Update the entries below by replacing every occurrence of "Objective" with "Goal", and reproduce them in full with all other text unchanged.

[Source data]
+ + + + + + +

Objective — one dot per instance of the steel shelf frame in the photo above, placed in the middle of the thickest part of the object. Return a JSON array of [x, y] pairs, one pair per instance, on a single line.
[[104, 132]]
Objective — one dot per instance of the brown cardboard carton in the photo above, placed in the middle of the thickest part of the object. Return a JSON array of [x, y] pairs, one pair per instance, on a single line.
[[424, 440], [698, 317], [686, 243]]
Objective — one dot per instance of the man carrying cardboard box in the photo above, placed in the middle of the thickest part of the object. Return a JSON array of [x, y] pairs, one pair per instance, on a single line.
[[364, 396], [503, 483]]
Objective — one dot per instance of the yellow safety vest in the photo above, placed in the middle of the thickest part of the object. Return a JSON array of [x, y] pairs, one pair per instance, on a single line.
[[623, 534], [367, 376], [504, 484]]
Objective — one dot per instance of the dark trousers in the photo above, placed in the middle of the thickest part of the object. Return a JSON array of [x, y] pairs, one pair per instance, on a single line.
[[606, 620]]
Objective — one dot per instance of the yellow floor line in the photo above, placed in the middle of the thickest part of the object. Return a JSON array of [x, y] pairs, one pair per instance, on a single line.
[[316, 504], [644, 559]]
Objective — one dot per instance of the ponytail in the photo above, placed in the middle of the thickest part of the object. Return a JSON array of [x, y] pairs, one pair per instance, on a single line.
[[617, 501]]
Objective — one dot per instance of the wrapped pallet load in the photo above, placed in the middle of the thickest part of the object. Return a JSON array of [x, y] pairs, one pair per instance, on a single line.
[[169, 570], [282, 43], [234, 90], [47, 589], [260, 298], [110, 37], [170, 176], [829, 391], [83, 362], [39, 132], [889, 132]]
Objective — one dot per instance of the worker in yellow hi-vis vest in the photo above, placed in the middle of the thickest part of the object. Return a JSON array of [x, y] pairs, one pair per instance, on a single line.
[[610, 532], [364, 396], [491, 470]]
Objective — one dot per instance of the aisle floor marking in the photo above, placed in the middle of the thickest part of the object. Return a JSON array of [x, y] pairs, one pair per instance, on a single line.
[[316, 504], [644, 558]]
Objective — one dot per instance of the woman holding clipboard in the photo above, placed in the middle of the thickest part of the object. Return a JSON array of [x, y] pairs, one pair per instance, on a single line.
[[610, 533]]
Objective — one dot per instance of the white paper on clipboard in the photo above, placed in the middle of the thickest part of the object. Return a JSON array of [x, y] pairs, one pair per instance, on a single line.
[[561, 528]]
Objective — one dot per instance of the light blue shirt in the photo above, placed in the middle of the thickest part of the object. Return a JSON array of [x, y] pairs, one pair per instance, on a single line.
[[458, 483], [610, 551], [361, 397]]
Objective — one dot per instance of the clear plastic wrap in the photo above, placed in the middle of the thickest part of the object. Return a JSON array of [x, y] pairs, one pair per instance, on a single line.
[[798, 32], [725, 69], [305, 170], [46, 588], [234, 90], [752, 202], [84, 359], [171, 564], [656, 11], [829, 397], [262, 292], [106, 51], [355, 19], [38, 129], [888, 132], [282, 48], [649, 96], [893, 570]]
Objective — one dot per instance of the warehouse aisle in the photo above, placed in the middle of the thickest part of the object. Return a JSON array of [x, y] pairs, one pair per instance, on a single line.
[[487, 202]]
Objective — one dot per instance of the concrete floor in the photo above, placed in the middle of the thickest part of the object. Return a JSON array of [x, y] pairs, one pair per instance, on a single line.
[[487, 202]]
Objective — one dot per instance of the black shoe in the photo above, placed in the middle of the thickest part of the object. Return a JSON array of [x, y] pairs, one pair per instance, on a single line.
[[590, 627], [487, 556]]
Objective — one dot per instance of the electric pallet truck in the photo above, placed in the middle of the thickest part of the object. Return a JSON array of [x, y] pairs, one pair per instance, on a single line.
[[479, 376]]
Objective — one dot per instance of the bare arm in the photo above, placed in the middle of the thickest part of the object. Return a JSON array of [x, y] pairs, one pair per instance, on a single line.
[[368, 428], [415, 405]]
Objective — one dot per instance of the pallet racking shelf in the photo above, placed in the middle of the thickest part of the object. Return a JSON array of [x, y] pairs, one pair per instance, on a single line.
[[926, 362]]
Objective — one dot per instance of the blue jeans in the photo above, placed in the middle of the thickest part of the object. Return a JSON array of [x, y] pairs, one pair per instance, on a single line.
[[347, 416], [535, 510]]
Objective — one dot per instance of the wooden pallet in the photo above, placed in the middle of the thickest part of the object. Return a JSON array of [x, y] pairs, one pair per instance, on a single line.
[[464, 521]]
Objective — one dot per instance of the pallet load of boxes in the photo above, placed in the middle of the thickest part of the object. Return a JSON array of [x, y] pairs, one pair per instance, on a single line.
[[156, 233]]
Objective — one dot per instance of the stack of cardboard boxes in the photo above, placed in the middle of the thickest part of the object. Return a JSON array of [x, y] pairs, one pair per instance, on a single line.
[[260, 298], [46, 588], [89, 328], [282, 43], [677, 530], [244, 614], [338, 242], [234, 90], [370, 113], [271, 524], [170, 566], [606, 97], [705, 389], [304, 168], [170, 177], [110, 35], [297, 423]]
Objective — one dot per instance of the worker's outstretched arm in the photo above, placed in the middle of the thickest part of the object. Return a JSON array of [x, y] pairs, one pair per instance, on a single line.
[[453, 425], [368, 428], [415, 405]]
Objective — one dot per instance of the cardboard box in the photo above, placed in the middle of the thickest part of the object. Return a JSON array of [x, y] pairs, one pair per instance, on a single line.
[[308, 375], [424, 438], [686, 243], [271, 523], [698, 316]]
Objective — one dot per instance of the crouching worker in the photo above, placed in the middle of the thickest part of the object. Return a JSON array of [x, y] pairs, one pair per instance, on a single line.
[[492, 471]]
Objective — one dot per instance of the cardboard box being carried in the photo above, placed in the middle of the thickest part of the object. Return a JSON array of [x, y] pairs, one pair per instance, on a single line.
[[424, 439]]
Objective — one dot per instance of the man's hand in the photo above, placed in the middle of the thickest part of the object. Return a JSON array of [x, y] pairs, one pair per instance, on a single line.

+ + + + + + +

EXPECTED ANSWER:
Goal — one dot per instance of the steel shelf frame in the photo above, placed in the middle of the thickest part of the object. Return a JSON array of [x, y] pairs, one pair per instance, on a single line.
[[104, 132]]
Goal — one dot per instance of the brown cardboard carton in the photo above, placed in the middle of the thickest part of the object. Return a JSON array of [x, y] pairs, one pair per instance, on a single line.
[[424, 440], [698, 317], [686, 243]]
Goal — one dot per instance of the man carrying cardboard box in the photo above, placed in the middle of the thickest part of the object. Return a JSON array of [x, y] pairs, one pair per instance, on a single line.
[[364, 396], [503, 483]]
Goal — one dot per instance of the yellow safety vest in the photo above, placed in the middle of the thickest part of the object. Return a JSON array of [x, y] pairs, one pair per instance, on a single line.
[[623, 534], [367, 376], [504, 484]]
Goal — one dot per instance of the dark trousers in the photo above, placed in the middle of the thickest part of the object. Return a JSON array of [x, y] pairs, one pair per instance, on a single line.
[[606, 620]]
Goal — one dot per instance of the yellow floor line in the photo above, placed in the middle of the thickest part of the object. Return a JSON array of [x, y] pairs, one pair per instance, on a single line.
[[316, 504], [644, 559]]
Goal — one dot per instance of the ponytail in the photo above, placed in the middle of the thickest part of the object. Return a JSON array of [x, y] pairs, one pair per instance, on a single line.
[[617, 501]]
Goal — one dot per instance of the wrapped pallet load in the photo above, placed in the middle of the thickest part of the object. Return a JSON array of [x, y] pairs, one pair per instance, on a single line.
[[169, 570], [282, 43], [234, 90], [47, 589], [260, 298], [110, 37], [170, 176], [829, 391], [83, 362], [39, 132], [889, 132]]
Goal — one dot per instance of the worker in yellow hi-vis vest in the photo above, placed in the middle of the thickest part of the object. Return a JSON array of [x, y] pairs, one pair per instance, on a single line.
[[610, 532], [364, 396], [491, 470]]
Goal — one dot per instance of the aisle floor marking in the photo above, placed in the middle of the thickest part of the object. Return a JSON array of [x, y] pairs, one pair per instance, on a single line.
[[316, 504], [644, 558]]
Goal — one dot per instance of the woman holding clipboard in the photo above, placed in the middle of the thickest part of the object. Return a JSON array of [x, y] pairs, one pair per instance, on a single line.
[[610, 533]]
Goal — one dot per instance of the white paper on clipboard in the photo above, placed in the middle of the thickest part of the object. Return a JSON array of [x, y] pairs, one pair per instance, on a single line.
[[561, 528]]
Goal — one dot per instance of the light blue shirt in the photo above, placed in the middle of the thickest part of the object. Return a JSON array of [x, y] pairs, one pair per instance, on a single line.
[[458, 483], [610, 551], [361, 397]]
Goal — one dot per instance of the clear plastic wrap in the photo above, placed in the middle of the thickest part of the object. Return a JSON array of [x, y] pairs, one pair per instance, on a single line.
[[798, 32], [725, 69], [305, 170], [46, 588], [234, 90], [752, 202], [84, 359], [171, 564], [656, 11], [829, 397], [262, 292], [106, 51], [355, 19], [38, 129], [888, 132], [282, 48], [649, 96], [893, 570]]
Goal — one dot per instance of the warehouse aisle in the photo above, placed in the middle of the thickest part of the object. Return a JSON array of [x, y] pairs, one pair per instance, on a single line.
[[487, 202]]
Goal — one dot per instance of the concrete floor in the photo above, placed in the middle of the thickest part of the object. Return a JSON array of [x, y] pairs, one pair per instance, on a single line.
[[487, 202]]
Goal — one dot per instance of the black shoe in the photo above, placed in the middle of the thickest part of the object. Return a JSON array of [x, y] pairs, one pair per instance, on a single line.
[[590, 627], [487, 556]]
Goal — one dot per instance of the electric pallet truck in the photo above, placed in the middle of the thickest part of the object. Return a JSON array of [x, y] pairs, one pair per instance, on a single line.
[[479, 376]]
Goal — one dot per instance of the bare arm in the photo above, placed in the middle of the thickest part of the object. Return a JSON array of [x, y] pairs, one pair per instance, on a single line.
[[368, 428], [415, 405]]
Goal — one dot per instance of the pallet racking shelf in the photo above, placed in the middle of the thickest part of the object. Return a JSON array of [x, y] pairs, one pair per instance, on a single line.
[[926, 362]]
Goal — one dot per instance of the blue jeans in the photo above, placed in the middle of the thickest part of the object. Return a JSON array of [x, y] pairs, one pair per instance, on a single line.
[[347, 416], [535, 510]]
Goal — one dot per instance of the wooden pallet in the photo above, placed in the middle of the thickest part of the object. Return a JSON array of [x, y] pairs, one pair per instance, on a single line.
[[464, 521]]
Goal — one dot per instance of the pallet load of boxes in the photo above, placed in the middle of the thickest part of the object. Return a JSON array of [x, y] pairs, one pair per instance, on a single line.
[[156, 233]]
Goal — one dot per instance of the stack of cardboard boxes in the photo above, placed in the middle of the thickest part of the object. Return a JSON array of [x, y] pairs, one pair per instance, on a single line.
[[260, 298], [46, 588], [89, 328], [282, 43], [677, 530], [244, 614], [338, 242], [234, 90], [370, 113], [271, 524], [170, 566], [606, 97], [705, 389], [304, 168], [170, 177], [110, 35], [297, 423]]
Goal — one dot per instance of the worker's outstretched arm in the photo above, placed in the middle of the thickest part of the object. Return a JSON array of [x, y] pairs, one pair per instance, on a single line.
[[453, 425], [368, 428], [415, 405]]
Goal — one dot per instance of the cardboard box in the photo above, placed in the middle of the thickest part of the object. Return a JSON array of [x, y] pairs, one pair per instance, on a single line.
[[308, 375], [424, 438], [686, 243], [271, 523], [698, 316]]
Goal — one dot per instance of the crouching worker in the photo above, placed in the middle of the thickest part of the object. Return a JSON array of [x, y] pairs, one pair per instance, on a single line.
[[492, 471]]
Goal — one dot per instance of the cardboard box being carried in the photo above, placed in the middle of the thickest part of the object. Return a JSON array of [x, y] pairs, one pair per instance, on a single line.
[[424, 439]]
Goal — one dot per instance of the man's hand in the photo above, placed in the middle of the thickest part of the object. Return a JSON array of [x, y] pairs, one pair per instance, on a single line.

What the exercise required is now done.